Dice el diario Le Monde en su editorial de este jueves que los franceses “están deprimidos o irritados y ya no dan mucho crédito a los gobernantes”. La frase viene a ser un calco de las que se utilizan en otros países del sur de Europa -España, sin ir más lejos, pero también Grecia, Portugal o Italia- para definir el ambiente social imperante. Aquí eso es así -el enfurecimiento y la desafección ciudadana- desde hace ya unos años, pero en Francia se presenta como una novedad. Porque es un país más rico -la segunda economía de Europa después de Alemania- y porque hasta ahora se habían ido librando de los tijeretazos o estos se vendían como una operación casi cosmética en comparación con las subidas de impuestos a los ricos.

Entradas extraídas de un conjunto de datos
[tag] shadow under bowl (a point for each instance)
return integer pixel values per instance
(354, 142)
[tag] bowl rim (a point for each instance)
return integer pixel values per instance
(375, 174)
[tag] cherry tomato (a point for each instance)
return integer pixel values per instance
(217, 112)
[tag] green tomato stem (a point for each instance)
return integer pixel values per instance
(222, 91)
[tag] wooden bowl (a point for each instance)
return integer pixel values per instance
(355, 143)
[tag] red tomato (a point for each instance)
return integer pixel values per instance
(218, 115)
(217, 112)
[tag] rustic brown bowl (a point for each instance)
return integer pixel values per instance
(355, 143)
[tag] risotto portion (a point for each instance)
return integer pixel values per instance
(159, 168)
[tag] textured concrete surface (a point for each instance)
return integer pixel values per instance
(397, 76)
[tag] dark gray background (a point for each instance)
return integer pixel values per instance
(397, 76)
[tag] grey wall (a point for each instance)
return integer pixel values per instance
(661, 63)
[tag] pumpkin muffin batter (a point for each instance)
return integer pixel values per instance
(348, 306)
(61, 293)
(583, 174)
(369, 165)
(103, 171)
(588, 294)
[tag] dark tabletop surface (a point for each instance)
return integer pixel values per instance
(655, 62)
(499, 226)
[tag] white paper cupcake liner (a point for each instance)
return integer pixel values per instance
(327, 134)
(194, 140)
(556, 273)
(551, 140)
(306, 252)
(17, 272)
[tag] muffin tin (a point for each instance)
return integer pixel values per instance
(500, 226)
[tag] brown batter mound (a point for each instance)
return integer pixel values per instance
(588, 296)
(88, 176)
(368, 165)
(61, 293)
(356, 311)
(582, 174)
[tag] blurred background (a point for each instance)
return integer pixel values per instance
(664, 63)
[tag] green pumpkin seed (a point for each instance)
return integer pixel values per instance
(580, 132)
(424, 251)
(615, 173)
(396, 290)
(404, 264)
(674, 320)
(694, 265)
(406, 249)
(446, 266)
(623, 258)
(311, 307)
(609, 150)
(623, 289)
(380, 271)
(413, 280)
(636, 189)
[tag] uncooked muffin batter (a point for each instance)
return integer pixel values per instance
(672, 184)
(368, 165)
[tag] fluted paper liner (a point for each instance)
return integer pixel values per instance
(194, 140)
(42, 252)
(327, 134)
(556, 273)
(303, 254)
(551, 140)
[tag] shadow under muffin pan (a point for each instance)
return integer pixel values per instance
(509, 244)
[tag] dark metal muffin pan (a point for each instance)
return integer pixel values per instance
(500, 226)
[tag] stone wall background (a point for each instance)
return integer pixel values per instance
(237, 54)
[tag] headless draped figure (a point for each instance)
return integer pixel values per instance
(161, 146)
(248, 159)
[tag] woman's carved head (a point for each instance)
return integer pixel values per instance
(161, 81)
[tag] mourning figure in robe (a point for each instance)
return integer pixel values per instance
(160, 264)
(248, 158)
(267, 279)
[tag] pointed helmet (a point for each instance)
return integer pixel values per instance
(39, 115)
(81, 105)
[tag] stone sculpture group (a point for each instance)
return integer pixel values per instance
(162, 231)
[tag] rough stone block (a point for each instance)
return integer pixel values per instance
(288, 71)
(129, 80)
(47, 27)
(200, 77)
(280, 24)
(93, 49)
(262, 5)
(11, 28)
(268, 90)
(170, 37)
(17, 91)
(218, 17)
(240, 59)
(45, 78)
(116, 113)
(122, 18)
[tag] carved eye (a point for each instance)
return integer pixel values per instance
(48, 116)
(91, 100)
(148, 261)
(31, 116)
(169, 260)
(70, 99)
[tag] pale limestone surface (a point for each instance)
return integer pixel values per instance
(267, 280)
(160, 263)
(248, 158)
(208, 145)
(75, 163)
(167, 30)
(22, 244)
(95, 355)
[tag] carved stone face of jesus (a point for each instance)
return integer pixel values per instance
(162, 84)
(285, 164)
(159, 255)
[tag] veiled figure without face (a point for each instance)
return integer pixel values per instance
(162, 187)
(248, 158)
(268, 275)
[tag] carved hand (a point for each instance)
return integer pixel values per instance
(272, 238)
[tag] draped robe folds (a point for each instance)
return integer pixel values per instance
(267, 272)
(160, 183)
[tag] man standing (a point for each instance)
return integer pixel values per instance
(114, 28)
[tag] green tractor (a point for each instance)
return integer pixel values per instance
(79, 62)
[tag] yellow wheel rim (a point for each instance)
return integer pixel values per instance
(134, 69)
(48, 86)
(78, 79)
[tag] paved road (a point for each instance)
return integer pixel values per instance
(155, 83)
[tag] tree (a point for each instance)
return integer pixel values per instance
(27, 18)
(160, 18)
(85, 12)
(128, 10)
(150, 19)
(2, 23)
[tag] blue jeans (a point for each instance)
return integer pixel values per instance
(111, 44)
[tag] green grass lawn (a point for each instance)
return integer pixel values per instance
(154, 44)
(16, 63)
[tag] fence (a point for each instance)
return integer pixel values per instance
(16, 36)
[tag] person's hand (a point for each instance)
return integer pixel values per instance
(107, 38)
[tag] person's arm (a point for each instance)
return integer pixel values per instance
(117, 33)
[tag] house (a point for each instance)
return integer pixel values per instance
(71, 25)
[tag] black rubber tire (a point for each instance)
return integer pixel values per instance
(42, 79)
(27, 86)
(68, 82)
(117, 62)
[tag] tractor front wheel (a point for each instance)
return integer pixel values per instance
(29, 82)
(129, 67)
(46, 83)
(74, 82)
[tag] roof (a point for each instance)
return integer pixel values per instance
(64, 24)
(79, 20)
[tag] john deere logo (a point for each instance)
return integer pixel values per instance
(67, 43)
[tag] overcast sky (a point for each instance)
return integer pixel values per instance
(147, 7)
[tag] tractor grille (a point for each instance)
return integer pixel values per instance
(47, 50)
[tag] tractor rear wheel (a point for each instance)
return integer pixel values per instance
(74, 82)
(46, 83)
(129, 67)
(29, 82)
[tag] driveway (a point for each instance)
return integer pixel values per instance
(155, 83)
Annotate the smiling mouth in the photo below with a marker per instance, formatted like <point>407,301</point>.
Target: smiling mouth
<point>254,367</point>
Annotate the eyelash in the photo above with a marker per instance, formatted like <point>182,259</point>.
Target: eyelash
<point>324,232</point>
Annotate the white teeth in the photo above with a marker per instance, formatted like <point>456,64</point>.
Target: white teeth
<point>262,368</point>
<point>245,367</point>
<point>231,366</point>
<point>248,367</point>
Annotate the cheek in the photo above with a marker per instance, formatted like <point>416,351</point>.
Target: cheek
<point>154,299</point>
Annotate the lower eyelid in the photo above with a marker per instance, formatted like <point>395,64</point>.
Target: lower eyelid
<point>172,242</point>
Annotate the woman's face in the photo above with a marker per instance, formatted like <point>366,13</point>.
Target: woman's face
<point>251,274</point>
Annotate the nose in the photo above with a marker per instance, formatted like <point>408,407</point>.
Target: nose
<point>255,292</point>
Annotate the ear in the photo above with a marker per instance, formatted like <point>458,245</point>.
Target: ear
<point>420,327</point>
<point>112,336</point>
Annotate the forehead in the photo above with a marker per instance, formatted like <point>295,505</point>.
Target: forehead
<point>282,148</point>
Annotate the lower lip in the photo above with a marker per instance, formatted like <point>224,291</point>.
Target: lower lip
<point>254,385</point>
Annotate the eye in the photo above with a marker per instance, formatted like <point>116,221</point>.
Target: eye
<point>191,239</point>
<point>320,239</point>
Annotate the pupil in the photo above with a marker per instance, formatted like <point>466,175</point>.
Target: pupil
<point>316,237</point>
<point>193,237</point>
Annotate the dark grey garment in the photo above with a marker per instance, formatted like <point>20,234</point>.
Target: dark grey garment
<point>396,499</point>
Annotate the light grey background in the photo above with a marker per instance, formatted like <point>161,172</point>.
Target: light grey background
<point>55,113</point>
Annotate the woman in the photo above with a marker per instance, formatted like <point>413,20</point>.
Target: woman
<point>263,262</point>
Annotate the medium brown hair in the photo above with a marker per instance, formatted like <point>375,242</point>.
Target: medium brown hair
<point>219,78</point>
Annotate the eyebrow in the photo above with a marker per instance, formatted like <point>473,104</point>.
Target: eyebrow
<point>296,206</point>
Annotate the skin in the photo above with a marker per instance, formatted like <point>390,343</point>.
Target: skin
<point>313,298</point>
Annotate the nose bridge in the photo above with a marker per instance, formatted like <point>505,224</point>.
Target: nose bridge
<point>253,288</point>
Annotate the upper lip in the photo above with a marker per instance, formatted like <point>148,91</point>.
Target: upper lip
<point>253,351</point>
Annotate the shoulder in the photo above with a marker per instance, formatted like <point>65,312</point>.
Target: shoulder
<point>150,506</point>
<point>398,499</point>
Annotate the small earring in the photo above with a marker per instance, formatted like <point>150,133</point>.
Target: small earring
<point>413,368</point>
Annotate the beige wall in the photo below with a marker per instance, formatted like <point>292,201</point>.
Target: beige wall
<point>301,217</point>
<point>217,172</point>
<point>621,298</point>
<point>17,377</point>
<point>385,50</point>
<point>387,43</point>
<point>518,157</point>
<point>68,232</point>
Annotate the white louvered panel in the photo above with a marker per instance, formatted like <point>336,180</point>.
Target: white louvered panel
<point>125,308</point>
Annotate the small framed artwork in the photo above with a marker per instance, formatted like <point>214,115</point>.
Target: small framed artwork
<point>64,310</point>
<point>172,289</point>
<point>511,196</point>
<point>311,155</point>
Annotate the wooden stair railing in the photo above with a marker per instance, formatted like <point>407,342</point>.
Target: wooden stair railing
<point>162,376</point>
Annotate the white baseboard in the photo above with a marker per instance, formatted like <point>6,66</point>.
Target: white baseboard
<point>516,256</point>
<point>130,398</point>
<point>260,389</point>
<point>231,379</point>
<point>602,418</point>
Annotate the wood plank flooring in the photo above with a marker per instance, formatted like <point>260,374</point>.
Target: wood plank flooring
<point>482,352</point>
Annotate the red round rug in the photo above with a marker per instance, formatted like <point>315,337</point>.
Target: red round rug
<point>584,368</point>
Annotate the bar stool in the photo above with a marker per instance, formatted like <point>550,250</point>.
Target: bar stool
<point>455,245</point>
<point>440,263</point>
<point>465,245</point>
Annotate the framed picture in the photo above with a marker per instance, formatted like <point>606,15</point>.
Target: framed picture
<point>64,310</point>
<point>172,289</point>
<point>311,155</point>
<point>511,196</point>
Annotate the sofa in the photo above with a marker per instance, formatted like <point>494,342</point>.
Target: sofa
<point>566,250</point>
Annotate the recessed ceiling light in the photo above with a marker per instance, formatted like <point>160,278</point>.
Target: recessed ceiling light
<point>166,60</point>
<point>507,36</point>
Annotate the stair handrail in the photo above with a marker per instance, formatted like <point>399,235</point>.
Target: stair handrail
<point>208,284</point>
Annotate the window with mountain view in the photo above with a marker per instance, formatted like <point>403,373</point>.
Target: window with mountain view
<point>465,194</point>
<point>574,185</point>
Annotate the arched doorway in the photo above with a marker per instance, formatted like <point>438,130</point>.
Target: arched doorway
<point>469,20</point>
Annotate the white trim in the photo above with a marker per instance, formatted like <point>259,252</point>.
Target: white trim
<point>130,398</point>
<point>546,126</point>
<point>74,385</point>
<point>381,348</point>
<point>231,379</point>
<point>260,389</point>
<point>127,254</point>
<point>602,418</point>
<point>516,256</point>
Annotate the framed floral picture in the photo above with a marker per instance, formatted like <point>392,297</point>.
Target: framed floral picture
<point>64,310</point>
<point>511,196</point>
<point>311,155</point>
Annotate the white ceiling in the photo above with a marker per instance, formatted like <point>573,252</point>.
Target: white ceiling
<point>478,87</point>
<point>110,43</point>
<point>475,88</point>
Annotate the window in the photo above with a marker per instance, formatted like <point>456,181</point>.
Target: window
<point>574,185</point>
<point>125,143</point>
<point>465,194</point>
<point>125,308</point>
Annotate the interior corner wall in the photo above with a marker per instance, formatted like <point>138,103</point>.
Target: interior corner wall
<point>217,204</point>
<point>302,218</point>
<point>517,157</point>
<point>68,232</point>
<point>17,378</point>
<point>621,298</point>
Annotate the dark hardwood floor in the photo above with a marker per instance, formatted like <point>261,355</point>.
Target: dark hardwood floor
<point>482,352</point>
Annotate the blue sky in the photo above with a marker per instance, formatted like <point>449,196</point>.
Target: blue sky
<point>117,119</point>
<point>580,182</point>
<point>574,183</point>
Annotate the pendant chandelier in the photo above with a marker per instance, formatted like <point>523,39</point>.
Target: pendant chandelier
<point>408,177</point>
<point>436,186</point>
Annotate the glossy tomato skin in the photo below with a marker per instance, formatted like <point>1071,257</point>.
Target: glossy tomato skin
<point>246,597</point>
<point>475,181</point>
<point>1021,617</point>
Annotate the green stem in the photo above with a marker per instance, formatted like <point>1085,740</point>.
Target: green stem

- **CONSIGNA A**
¿Qué lugar ocupa la economía francesa en Europa según el texto del ejercicio?
- **CONSIGNA B**
Retoma el texto del ejercicio sobre el ánimo social en Francia y prosíguelo a partir de su última oración.

- **RESULTADO A**
Es la segunda economía de Europa, después de Alemania.

- **RESULTADO B**
Ahora todo parece haber cambiado. Y eso que no hace ni dos años que los franceses votaron masivamente un programa electoral, el del actual presidente de la República, François Hollande, que marcaba un ritmo y unas políticas totalmente distintas a esas del sufrimiento que la troika impone a griegos, portugueses, italianos y españoles. Con sus propuestas de estimular el crecimiento y el empleo, Hollande fue la esperanza de los franceses y también de muchos europeos que le vieron con la fuerza, que después ha demostrado no tener, para plantarse ante el austericidio que ha empobrecido a los países citados y a la mayoría de sus habitantes. A base, por cierto, de aplicar medidas como las anunciadas esta semana por el primer ministro francés, Manuel Valls: Congelaciones y bajadas salariales, congelación de las pensiones, recortes de las prestaciones sociales...
Valls acaba de llegar al puesto. Le nombró Hollande para hacer frente al batacazo que se pegó el Partido Socialista en las elecciones municipales. Salvo en París, donde ganó la franco-gaditana Anne Hidalgo. La designación de Valls deriva de la lectura errónea de que los electores perdidos quieren un giro a la derecha. Así que con la energía de los triunfadores, el nuevo primer ministro no tardó ni diez días en explicar estas políticas del dolor con un argumento bien conocido en nuestros lares: “Francia no puede seguir viviendo por encima de sus posibilidades”.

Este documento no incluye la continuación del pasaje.